DER AUFTRAG – Ermittle, in wie vielen Zeilen des folgenden Materials die Zeichenfolge „vertical“ vorkommt, wobei Groß- und Kleinschreibung zählt. Gib nur die Zahl an.

Datensätze zur Punktannotation
==========
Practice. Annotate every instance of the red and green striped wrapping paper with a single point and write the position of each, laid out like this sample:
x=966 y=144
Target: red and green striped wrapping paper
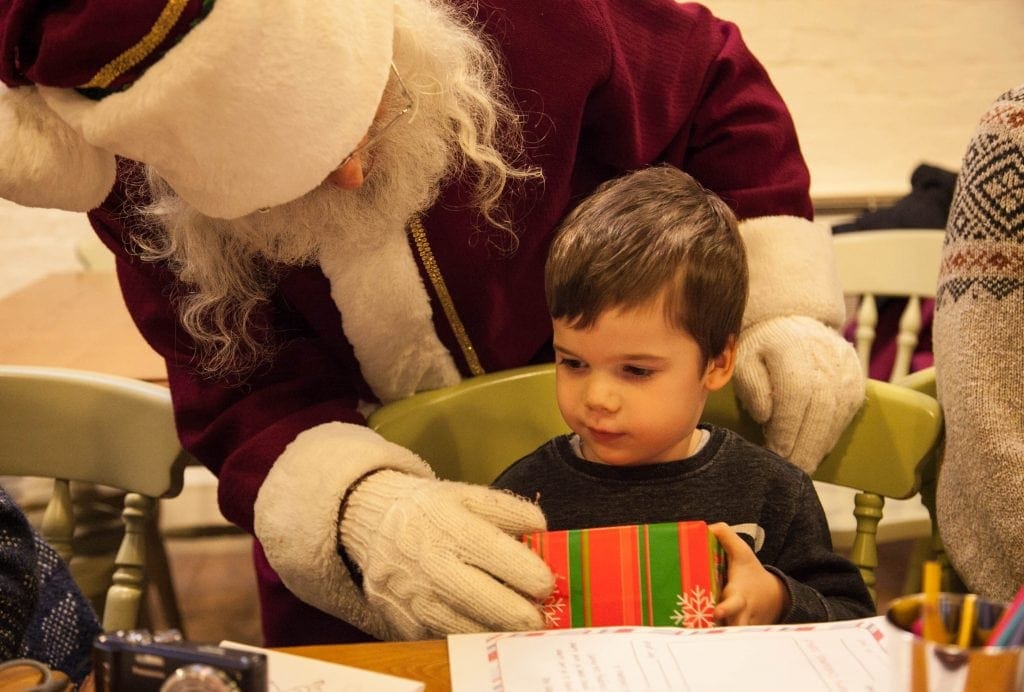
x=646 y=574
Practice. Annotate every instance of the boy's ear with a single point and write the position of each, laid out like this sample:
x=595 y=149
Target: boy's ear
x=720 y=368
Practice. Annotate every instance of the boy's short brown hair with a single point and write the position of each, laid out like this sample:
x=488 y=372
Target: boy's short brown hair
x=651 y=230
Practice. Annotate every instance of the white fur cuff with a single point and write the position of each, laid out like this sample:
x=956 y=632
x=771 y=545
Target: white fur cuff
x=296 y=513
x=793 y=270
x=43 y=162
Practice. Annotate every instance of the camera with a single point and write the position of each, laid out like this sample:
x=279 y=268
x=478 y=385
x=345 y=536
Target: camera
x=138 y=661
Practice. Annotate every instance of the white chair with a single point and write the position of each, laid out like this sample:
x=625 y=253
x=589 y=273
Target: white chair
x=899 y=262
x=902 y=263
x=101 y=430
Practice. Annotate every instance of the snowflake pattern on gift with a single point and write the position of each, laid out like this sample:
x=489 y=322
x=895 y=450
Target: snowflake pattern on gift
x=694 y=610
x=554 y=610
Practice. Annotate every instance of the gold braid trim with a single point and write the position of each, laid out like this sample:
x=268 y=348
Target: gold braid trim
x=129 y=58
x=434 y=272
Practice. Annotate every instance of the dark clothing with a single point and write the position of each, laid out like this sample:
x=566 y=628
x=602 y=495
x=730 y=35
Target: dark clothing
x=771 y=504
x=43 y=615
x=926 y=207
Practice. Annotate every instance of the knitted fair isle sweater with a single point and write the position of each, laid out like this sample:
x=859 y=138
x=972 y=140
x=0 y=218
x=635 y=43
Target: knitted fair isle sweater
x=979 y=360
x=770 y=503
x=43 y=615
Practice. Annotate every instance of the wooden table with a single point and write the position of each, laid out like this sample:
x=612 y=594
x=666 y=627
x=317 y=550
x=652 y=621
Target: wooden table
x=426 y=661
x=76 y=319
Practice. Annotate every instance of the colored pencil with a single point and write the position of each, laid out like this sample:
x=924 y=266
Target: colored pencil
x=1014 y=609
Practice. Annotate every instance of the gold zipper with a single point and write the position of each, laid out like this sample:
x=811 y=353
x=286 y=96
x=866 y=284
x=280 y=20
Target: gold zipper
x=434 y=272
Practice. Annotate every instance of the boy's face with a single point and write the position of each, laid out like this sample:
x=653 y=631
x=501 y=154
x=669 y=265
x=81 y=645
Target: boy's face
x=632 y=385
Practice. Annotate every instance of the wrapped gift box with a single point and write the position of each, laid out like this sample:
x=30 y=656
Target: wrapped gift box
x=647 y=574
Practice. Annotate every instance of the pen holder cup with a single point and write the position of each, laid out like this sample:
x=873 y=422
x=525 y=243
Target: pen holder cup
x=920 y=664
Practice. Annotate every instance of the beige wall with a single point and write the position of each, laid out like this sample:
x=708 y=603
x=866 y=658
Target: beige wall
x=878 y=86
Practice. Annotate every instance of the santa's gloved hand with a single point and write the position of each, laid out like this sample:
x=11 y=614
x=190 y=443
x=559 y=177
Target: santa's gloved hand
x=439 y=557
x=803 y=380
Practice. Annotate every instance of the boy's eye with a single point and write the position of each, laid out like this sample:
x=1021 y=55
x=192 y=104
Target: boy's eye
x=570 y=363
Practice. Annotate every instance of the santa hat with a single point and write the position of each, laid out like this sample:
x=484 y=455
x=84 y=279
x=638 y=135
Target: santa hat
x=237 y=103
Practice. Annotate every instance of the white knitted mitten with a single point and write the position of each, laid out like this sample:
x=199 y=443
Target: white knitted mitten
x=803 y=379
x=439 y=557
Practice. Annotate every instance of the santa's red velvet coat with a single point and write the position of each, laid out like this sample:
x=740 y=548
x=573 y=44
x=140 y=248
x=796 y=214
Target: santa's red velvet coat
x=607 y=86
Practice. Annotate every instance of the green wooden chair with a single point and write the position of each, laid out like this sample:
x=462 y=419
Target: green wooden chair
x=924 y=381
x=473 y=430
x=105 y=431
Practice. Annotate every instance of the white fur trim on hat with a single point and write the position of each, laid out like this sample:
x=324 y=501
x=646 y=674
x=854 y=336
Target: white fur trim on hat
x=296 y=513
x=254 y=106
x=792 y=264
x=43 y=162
==========
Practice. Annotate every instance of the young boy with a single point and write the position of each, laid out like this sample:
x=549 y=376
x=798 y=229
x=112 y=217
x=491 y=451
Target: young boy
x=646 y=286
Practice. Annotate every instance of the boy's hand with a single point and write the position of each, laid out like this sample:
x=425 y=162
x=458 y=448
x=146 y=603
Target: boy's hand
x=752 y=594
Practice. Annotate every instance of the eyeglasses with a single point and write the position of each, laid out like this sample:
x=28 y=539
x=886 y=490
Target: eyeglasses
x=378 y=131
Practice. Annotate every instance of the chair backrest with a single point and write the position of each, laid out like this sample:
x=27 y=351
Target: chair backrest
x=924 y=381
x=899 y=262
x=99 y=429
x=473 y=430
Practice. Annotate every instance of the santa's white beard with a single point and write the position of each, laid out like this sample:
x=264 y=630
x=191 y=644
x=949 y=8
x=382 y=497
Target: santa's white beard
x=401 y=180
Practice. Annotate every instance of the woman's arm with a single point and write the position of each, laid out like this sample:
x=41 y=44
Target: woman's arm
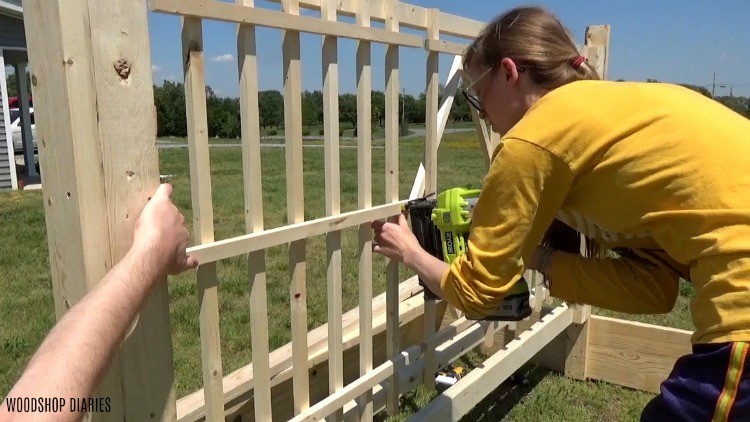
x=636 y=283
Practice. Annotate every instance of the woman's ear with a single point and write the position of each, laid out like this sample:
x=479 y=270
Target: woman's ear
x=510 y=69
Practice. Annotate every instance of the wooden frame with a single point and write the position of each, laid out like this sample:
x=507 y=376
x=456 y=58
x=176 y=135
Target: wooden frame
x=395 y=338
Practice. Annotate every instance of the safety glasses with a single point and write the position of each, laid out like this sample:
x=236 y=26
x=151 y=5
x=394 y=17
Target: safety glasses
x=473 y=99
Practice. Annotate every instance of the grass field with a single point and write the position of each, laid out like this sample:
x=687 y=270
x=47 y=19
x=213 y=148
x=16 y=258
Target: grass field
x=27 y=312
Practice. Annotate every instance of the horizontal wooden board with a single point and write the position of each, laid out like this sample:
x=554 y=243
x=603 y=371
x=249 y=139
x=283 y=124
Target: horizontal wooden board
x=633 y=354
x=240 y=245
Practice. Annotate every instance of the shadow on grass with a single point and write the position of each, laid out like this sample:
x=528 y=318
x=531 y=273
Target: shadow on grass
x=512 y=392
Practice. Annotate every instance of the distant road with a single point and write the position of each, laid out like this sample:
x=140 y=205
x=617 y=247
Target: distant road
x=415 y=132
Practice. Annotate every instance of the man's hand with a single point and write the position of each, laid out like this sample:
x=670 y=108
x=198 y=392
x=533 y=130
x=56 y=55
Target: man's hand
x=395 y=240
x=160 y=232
==========
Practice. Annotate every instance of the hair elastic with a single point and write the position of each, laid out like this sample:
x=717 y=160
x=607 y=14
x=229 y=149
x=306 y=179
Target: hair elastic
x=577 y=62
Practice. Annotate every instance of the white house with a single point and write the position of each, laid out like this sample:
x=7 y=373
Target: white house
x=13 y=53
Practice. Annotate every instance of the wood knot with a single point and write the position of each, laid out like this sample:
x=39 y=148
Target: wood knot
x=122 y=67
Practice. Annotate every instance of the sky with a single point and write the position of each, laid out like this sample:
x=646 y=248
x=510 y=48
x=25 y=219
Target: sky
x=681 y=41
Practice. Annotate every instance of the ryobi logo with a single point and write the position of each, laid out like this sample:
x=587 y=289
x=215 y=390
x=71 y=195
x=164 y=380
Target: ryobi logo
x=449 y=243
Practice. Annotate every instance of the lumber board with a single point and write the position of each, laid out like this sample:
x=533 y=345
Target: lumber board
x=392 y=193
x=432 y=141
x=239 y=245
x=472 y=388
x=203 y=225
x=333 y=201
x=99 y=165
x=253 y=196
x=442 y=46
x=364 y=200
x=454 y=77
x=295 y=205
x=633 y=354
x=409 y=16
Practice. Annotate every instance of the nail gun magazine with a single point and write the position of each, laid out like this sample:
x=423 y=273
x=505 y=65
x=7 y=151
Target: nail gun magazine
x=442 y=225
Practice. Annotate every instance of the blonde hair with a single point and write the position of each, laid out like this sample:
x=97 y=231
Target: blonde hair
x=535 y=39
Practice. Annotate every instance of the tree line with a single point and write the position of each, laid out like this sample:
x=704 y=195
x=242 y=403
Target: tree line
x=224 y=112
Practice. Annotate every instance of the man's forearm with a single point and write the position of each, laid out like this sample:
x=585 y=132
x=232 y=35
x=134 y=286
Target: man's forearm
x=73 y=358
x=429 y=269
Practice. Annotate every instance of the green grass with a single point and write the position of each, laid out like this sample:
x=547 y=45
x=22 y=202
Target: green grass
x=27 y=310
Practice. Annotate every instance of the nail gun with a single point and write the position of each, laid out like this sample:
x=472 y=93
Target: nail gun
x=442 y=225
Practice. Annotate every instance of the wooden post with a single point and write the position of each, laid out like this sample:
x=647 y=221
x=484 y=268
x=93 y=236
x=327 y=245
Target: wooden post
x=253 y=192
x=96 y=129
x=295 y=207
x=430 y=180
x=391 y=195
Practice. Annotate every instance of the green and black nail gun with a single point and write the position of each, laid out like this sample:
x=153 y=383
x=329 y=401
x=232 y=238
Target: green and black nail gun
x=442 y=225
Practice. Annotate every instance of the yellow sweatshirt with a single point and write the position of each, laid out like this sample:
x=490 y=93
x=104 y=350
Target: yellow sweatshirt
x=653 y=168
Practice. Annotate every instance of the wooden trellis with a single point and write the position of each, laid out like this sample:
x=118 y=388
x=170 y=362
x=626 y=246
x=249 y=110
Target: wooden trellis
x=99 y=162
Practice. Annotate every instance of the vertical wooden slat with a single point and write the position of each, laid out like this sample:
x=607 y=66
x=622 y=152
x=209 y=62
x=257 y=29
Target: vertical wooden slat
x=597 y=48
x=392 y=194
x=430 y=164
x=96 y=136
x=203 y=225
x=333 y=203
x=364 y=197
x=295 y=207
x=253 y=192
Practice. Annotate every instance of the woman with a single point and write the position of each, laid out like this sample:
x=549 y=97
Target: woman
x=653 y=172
==========
ERLEDIGTE AUFGABE – 2